▶ [EXERCISE DESCRIPTION] Return each line of the entries below that contains the string "banner". Letter case must match.

[Collected data]
◆ ◆ ◆ ◆ ◆ ◆ ◆

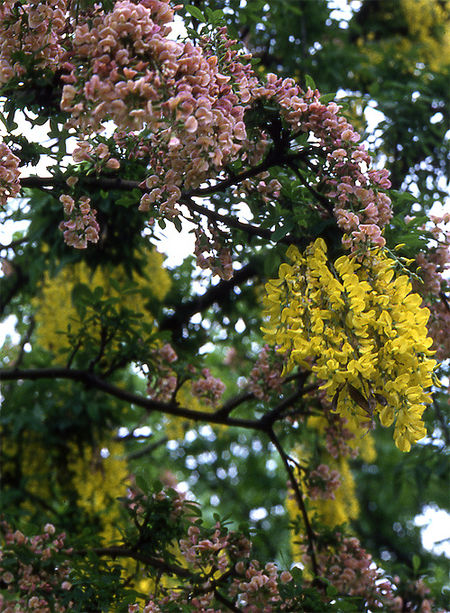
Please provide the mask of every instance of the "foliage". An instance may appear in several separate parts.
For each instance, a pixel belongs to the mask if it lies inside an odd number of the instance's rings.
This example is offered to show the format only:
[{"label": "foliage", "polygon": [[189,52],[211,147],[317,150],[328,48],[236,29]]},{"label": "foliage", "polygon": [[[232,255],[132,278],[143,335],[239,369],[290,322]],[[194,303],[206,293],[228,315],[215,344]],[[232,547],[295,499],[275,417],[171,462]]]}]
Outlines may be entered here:
[{"label": "foliage", "polygon": [[2,3],[0,611],[445,610],[447,22]]}]

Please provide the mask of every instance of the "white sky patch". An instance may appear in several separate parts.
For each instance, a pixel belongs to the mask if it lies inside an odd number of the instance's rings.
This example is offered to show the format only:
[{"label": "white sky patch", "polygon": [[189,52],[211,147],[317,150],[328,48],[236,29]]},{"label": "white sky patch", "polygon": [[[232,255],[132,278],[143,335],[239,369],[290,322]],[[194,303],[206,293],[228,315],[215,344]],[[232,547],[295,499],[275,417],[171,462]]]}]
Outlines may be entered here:
[{"label": "white sky patch", "polygon": [[437,506],[425,507],[416,515],[416,526],[421,527],[422,545],[433,553],[445,554],[450,558],[450,513]]},{"label": "white sky patch", "polygon": [[267,515],[267,509],[264,507],[258,507],[250,511],[250,519],[252,521],[261,521],[262,519],[266,519]]}]

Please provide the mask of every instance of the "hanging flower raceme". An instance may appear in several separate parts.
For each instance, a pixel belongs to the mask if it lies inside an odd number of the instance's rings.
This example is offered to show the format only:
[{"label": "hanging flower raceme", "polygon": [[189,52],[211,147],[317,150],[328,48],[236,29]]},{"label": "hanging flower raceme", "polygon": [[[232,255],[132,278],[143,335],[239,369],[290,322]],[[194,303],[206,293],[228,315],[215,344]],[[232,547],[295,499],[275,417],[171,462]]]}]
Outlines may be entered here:
[{"label": "hanging flower raceme", "polygon": [[395,423],[395,444],[409,451],[426,435],[436,366],[421,297],[382,250],[331,264],[317,239],[287,255],[292,264],[266,285],[266,340],[287,352],[286,370],[299,364],[324,381],[334,411],[359,424],[375,415],[383,426]]}]

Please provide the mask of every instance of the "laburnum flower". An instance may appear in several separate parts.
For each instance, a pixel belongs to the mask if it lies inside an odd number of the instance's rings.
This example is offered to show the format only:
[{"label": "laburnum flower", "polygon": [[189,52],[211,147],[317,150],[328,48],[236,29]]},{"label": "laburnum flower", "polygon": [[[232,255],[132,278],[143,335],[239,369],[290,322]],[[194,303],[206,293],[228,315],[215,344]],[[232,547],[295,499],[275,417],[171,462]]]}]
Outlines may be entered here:
[{"label": "laburnum flower", "polygon": [[422,414],[431,402],[436,360],[428,336],[430,312],[407,275],[383,250],[364,261],[328,261],[317,239],[266,284],[266,340],[324,381],[332,410],[359,424],[378,415],[394,425],[395,444],[409,451],[426,435]]}]

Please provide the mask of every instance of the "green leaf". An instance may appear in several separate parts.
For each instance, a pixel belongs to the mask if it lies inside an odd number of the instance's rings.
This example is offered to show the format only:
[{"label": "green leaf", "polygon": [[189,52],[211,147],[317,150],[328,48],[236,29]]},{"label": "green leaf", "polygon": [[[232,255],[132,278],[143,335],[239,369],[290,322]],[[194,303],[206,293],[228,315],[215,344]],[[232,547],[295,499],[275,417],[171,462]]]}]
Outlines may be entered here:
[{"label": "green leaf", "polygon": [[293,227],[294,221],[292,219],[288,219],[281,226],[278,226],[278,228],[274,232],[272,232],[271,240],[278,242],[279,240],[284,238],[286,234],[289,234]]},{"label": "green leaf", "polygon": [[187,4],[185,8],[186,8],[186,11],[190,15],[192,15],[192,17],[195,17],[195,19],[198,19],[202,23],[206,21],[205,16],[201,12],[201,10],[198,9],[196,6],[192,6],[192,4]]},{"label": "green leaf", "polygon": [[305,85],[306,87],[310,87],[312,90],[316,89],[316,83],[310,75],[305,75]]}]

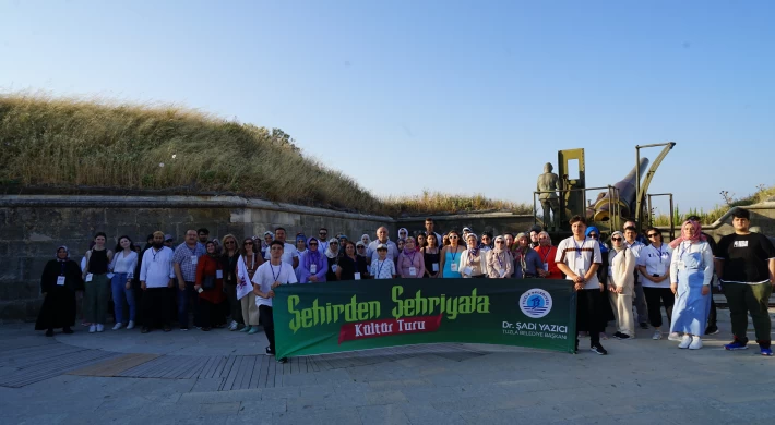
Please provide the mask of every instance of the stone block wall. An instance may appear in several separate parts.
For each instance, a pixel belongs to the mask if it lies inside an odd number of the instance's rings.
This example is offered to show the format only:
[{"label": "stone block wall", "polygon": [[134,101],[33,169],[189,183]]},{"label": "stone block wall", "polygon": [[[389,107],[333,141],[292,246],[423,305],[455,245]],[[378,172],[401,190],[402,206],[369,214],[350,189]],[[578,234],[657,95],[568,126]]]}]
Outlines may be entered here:
[{"label": "stone block wall", "polygon": [[0,323],[34,320],[43,301],[39,279],[44,266],[67,245],[80,262],[96,232],[108,235],[112,248],[121,235],[145,244],[160,230],[181,243],[188,229],[207,228],[212,238],[231,233],[241,239],[276,227],[307,236],[329,229],[350,238],[372,235],[379,226],[395,233],[390,217],[339,212],[233,196],[0,196]]}]

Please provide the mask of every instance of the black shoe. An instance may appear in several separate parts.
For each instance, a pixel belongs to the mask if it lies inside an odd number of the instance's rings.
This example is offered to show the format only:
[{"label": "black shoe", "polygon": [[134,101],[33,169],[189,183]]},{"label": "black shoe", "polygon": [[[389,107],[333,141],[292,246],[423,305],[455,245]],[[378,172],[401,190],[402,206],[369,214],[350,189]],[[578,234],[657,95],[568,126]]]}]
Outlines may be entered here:
[{"label": "black shoe", "polygon": [[705,328],[705,335],[716,335],[718,333],[718,326],[708,326]]},{"label": "black shoe", "polygon": [[606,355],[606,354],[608,354],[608,351],[606,351],[606,349],[604,349],[603,345],[600,345],[600,344],[592,345],[592,348],[589,348],[589,350],[591,350],[593,353],[596,353],[596,354],[599,354],[599,355]]}]

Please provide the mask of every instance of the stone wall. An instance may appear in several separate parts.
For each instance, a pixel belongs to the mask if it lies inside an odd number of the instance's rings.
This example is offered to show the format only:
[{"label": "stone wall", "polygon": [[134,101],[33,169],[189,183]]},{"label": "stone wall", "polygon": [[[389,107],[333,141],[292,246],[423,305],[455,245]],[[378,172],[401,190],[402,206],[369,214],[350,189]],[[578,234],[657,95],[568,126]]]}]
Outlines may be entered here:
[{"label": "stone wall", "polygon": [[45,264],[67,245],[78,262],[96,232],[108,235],[114,247],[119,236],[145,243],[155,230],[170,233],[178,243],[188,229],[207,228],[212,238],[233,233],[238,239],[261,235],[276,227],[317,235],[329,229],[350,238],[374,234],[379,226],[395,233],[390,217],[339,212],[235,196],[0,196],[0,323],[31,320],[41,303],[39,279]]}]

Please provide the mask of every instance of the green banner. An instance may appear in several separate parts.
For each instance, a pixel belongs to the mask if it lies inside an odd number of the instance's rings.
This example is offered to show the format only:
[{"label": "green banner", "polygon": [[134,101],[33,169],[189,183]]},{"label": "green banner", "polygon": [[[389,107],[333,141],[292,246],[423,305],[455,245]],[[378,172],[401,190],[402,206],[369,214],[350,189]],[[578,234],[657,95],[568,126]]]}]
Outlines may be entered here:
[{"label": "green banner", "polygon": [[469,342],[573,353],[575,293],[553,279],[391,279],[287,284],[273,302],[277,357]]}]

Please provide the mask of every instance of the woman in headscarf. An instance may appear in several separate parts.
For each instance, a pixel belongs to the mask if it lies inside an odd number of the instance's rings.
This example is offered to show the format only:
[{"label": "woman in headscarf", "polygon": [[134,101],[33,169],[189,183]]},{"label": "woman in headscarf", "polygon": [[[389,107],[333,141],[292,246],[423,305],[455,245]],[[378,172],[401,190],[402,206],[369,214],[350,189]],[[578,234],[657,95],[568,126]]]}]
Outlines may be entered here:
[{"label": "woman in headscarf", "polygon": [[402,278],[421,278],[425,276],[426,266],[422,254],[415,245],[415,239],[409,236],[404,243],[404,250],[398,254],[398,275]]},{"label": "woman in headscarf", "polygon": [[196,321],[206,332],[212,328],[219,328],[226,323],[223,309],[226,296],[224,294],[224,268],[220,256],[215,250],[215,241],[207,241],[204,247],[207,253],[201,256],[196,264],[194,290],[199,292]]},{"label": "woman in headscarf", "polygon": [[468,248],[461,255],[461,275],[464,278],[486,278],[487,253],[479,250],[479,240],[476,233],[468,233],[466,243]]},{"label": "woman in headscarf", "polygon": [[616,339],[635,338],[635,318],[632,315],[632,298],[635,294],[635,253],[624,245],[624,234],[611,234],[612,250],[608,254],[608,294],[617,320]]},{"label": "woman in headscarf", "polygon": [[[606,284],[605,282],[608,282],[608,271],[610,271],[609,267],[608,267],[608,265],[609,265],[608,255],[609,255],[610,251],[608,250],[608,246],[605,243],[603,243],[603,233],[600,233],[600,230],[598,228],[596,228],[595,226],[587,227],[585,235],[589,239],[594,239],[595,241],[597,241],[598,246],[600,247],[601,263],[600,263],[600,267],[597,268],[597,280],[600,282],[604,282],[604,284]],[[541,242],[540,235],[538,238],[539,238],[538,242],[540,243]],[[555,266],[555,267],[557,267],[557,266]],[[600,308],[598,311],[598,315],[600,317],[600,320],[603,321],[603,325],[600,325],[600,329],[604,330],[603,332],[600,332],[600,339],[608,339],[608,336],[606,335],[605,329],[608,327],[609,321],[617,319],[617,316],[613,314],[613,308],[612,308],[610,302],[600,303],[599,307]]]},{"label": "woman in headscarf", "polygon": [[514,255],[514,278],[516,279],[542,278],[549,275],[544,271],[541,257],[536,250],[530,247],[529,242],[527,234],[520,233],[516,235],[512,252]]},{"label": "woman in headscarf", "polygon": [[[239,256],[239,262],[237,263],[237,284],[247,284],[251,289],[253,288],[253,276],[255,270],[259,269],[264,263],[264,258],[259,256],[254,250],[255,241],[251,239],[246,239],[242,241],[242,252]],[[245,287],[242,287],[245,288]],[[235,287],[235,291],[236,291]],[[250,291],[245,294],[239,300],[240,316],[245,326],[240,330],[241,332],[248,332],[249,335],[259,332],[259,306],[255,305],[255,292]],[[230,329],[230,328],[229,328]]]},{"label": "woman in headscarf", "polygon": [[401,228],[401,229],[398,229],[398,238],[397,238],[397,240],[398,240],[398,241],[401,241],[402,239],[403,239],[403,240],[406,240],[406,238],[409,238],[409,231],[406,230],[406,228]]},{"label": "woman in headscarf", "polygon": [[56,258],[46,263],[40,275],[44,300],[35,330],[46,330],[46,337],[53,337],[53,329],[59,328],[64,333],[72,333],[71,326],[75,325],[75,291],[83,289],[81,267],[70,259],[67,246],[59,246]]},{"label": "woman in headscarf", "polygon": [[335,282],[336,280],[336,268],[338,267],[336,263],[339,259],[339,241],[336,238],[331,238],[329,240],[329,246],[325,248],[325,281]]},{"label": "woman in headscarf", "polygon": [[274,241],[274,233],[265,231],[264,239],[261,241],[261,258],[266,258],[266,250],[270,248],[272,241]]},{"label": "woman in headscarf", "polygon": [[360,242],[363,242],[365,246],[369,246],[369,244],[371,243],[371,238],[368,233],[363,233],[360,235]]},{"label": "woman in headscarf", "polygon": [[506,279],[514,272],[514,257],[505,247],[505,238],[496,238],[496,247],[487,256],[487,271],[493,279]]},{"label": "woman in headscarf", "polygon": [[318,251],[320,242],[318,238],[310,238],[307,244],[309,250],[299,259],[299,283],[325,282],[329,263],[325,256]]},{"label": "woman in headscarf", "polygon": [[699,222],[687,220],[681,236],[670,242],[670,289],[676,294],[670,332],[683,332],[679,349],[702,348],[700,336],[711,312],[713,253]]}]

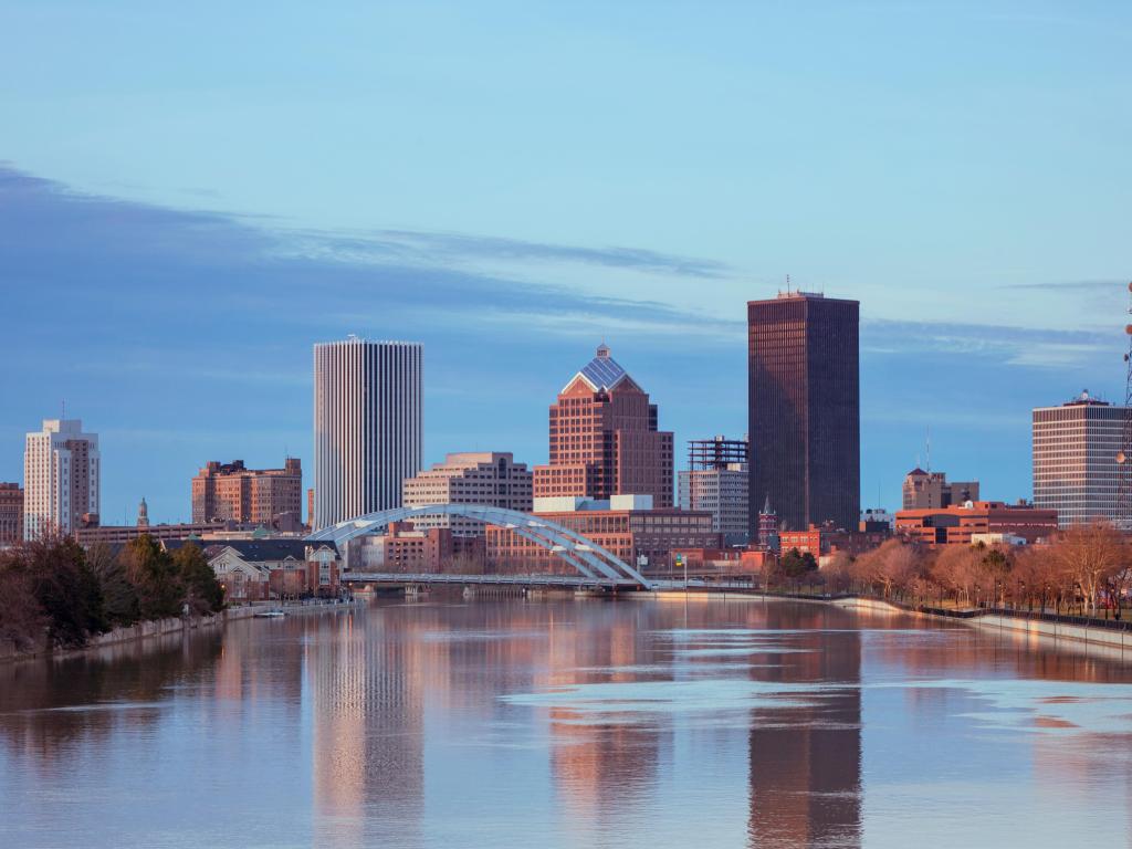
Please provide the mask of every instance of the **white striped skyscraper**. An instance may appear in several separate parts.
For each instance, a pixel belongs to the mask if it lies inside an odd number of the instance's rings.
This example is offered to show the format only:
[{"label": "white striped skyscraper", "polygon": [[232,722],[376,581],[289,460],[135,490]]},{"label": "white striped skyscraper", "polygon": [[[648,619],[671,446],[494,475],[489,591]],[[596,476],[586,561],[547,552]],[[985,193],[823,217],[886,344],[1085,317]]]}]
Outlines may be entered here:
[{"label": "white striped skyscraper", "polygon": [[98,437],[79,419],[44,419],[24,447],[24,539],[98,524]]},{"label": "white striped skyscraper", "polygon": [[315,530],[401,506],[421,469],[422,348],[315,345]]}]

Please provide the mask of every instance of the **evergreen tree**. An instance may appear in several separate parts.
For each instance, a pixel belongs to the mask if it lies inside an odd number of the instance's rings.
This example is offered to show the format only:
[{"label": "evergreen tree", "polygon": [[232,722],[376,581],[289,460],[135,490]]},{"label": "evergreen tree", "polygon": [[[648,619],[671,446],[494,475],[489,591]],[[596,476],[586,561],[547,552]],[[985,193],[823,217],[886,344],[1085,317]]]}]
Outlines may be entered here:
[{"label": "evergreen tree", "polygon": [[186,591],[186,601],[195,614],[215,614],[224,609],[224,590],[216,580],[199,546],[182,546],[173,552],[173,566]]}]

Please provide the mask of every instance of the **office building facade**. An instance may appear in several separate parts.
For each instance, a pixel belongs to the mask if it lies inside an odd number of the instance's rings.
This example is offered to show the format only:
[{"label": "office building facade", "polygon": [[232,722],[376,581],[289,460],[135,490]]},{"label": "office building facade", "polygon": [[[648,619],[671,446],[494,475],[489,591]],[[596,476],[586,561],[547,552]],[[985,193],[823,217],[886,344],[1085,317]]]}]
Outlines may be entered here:
[{"label": "office building facade", "polygon": [[1127,524],[1117,503],[1117,455],[1127,412],[1087,392],[1060,406],[1034,410],[1035,507],[1057,511],[1062,528],[1095,520]]},{"label": "office building facade", "polygon": [[693,439],[688,468],[678,475],[680,509],[710,513],[724,546],[745,546],[751,539],[747,457],[746,439]]},{"label": "office building facade", "polygon": [[421,469],[422,346],[315,345],[315,530],[400,507]]},{"label": "office building facade", "polygon": [[0,547],[24,539],[24,488],[0,483]]},{"label": "office building facade", "polygon": [[789,529],[857,526],[858,325],[857,301],[821,294],[747,305],[749,498],[770,498]]},{"label": "office building facade", "polygon": [[302,464],[247,469],[242,460],[209,461],[192,479],[192,521],[298,525],[302,517]]},{"label": "office building facade", "polygon": [[[402,503],[405,507],[482,504],[530,513],[532,487],[533,473],[509,452],[462,452],[408,478]],[[412,523],[420,531],[447,528],[456,537],[483,535],[483,523],[464,516],[415,516]]]},{"label": "office building facade", "polygon": [[657,405],[600,345],[550,406],[550,462],[534,469],[534,497],[608,500],[651,496],[672,507],[672,434]]},{"label": "office building facade", "polygon": [[24,539],[98,524],[101,457],[79,419],[44,419],[24,447]]}]

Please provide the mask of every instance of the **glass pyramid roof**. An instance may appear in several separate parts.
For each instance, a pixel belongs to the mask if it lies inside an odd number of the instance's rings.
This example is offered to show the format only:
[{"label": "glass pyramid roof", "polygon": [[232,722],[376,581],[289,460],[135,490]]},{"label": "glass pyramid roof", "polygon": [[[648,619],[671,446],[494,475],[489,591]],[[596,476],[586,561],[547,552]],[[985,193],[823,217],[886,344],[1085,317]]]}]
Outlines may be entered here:
[{"label": "glass pyramid roof", "polygon": [[598,346],[598,354],[580,372],[594,389],[611,389],[626,377],[628,372],[617,365],[609,355],[609,348]]}]

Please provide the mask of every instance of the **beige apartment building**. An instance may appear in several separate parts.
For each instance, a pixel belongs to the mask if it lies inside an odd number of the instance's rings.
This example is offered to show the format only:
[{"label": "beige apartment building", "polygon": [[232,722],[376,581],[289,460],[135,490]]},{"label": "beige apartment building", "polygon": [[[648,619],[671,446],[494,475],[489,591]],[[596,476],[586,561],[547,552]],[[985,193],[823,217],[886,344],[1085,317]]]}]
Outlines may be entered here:
[{"label": "beige apartment building", "polygon": [[[402,487],[405,507],[430,504],[482,504],[530,513],[533,475],[526,463],[516,463],[509,452],[463,452],[448,454],[419,474],[406,478]],[[420,531],[447,528],[455,537],[482,537],[483,523],[463,516],[418,516]]]}]

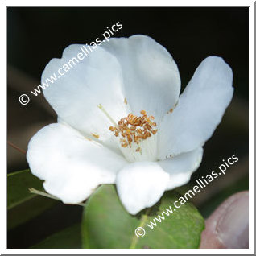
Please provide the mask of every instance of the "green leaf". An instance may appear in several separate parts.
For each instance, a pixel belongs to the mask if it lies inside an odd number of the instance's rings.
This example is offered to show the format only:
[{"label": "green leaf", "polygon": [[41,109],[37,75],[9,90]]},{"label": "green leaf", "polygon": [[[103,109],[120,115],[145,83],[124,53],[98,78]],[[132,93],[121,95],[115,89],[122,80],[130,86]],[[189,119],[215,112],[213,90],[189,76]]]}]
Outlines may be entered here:
[{"label": "green leaf", "polygon": [[81,225],[76,224],[43,240],[33,249],[81,249]]},{"label": "green leaf", "polygon": [[[147,225],[169,206],[174,209],[173,203],[180,196],[167,192],[155,206],[132,216],[121,204],[114,186],[101,186],[84,210],[83,248],[198,248],[204,221],[189,202],[169,216],[163,214],[161,223],[155,219],[153,229]],[[141,238],[134,234],[138,227],[146,231]]]},{"label": "green leaf", "polygon": [[29,188],[42,190],[43,182],[29,170],[7,175],[8,229],[29,221],[56,204],[54,200],[29,192]]},{"label": "green leaf", "polygon": [[34,176],[30,170],[24,170],[10,173],[7,175],[7,209],[30,200],[35,195],[31,194],[29,188],[41,189],[43,181]]}]

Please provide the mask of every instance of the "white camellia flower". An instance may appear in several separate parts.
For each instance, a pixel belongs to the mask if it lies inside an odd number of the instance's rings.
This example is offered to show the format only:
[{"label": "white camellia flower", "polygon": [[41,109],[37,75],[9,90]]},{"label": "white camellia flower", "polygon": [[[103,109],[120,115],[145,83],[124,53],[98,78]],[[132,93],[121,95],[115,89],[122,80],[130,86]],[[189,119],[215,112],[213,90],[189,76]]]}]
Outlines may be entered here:
[{"label": "white camellia flower", "polygon": [[[42,81],[81,47],[52,60]],[[111,39],[44,90],[59,118],[30,141],[31,172],[66,204],[116,184],[136,214],[190,180],[232,99],[232,81],[229,66],[210,56],[179,97],[179,71],[163,47],[140,35]]]}]

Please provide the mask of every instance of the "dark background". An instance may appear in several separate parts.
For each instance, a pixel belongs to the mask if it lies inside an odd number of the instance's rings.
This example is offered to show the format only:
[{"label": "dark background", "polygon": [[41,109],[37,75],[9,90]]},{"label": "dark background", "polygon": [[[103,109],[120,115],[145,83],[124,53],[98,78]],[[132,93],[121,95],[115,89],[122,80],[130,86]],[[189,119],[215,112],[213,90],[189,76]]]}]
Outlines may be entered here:
[{"label": "dark background", "polygon": [[[206,143],[202,164],[190,183],[209,173],[222,159],[233,154],[239,157],[237,167],[230,167],[229,174],[195,199],[194,204],[207,217],[228,196],[248,188],[246,7],[7,8],[8,140],[26,151],[27,142],[39,129],[56,121],[43,96],[33,97],[27,105],[18,101],[20,94],[29,93],[40,83],[48,61],[60,58],[69,44],[94,41],[106,27],[118,21],[123,27],[114,36],[147,35],[170,52],[178,64],[183,89],[209,56],[223,57],[233,69],[235,91],[232,104]],[[8,171],[27,167],[25,156],[8,147]],[[27,223],[9,230],[8,248],[28,248],[80,222],[81,211],[79,206],[56,204]]]}]

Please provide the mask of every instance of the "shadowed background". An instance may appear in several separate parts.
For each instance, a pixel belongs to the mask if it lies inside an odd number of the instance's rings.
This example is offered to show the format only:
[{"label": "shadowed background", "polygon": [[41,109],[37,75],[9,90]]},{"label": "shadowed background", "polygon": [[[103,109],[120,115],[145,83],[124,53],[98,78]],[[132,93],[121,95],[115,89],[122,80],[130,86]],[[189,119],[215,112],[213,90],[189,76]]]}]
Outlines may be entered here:
[{"label": "shadowed background", "polygon": [[[178,64],[182,89],[209,56],[223,57],[233,69],[232,103],[204,147],[199,170],[189,184],[180,188],[187,190],[196,179],[216,169],[222,159],[233,154],[238,156],[239,161],[225,175],[193,199],[207,217],[227,196],[248,188],[248,8],[7,8],[8,141],[26,151],[29,139],[38,130],[56,122],[56,114],[42,95],[32,97],[27,105],[19,102],[20,94],[30,95],[40,84],[49,60],[61,57],[69,44],[89,43],[102,37],[106,27],[118,21],[123,27],[114,36],[147,35],[168,50]],[[10,146],[7,160],[8,172],[28,167],[25,155]],[[79,223],[81,211],[80,206],[55,203],[40,215],[10,229],[8,248],[28,248]],[[41,246],[51,247],[49,244]],[[67,246],[77,248],[79,242]]]}]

◆ ◆ ◆ ◆ ◆ ◆ ◆

▶ [EXERCISE RESULT]
Please provide the mask of every instance of the green banner. An instance may appear in several separate parts.
[{"label": "green banner", "polygon": [[134,101],[33,169],[189,183]]},{"label": "green banner", "polygon": [[[389,107],[333,141],[292,246],[423,305],[455,245]],[[378,172],[401,190],[402,206],[369,214],[350,189]],[[578,234],[657,95],[568,126]]]}]
[{"label": "green banner", "polygon": [[469,342],[573,353],[575,293],[553,279],[391,279],[287,284],[273,302],[277,357]]}]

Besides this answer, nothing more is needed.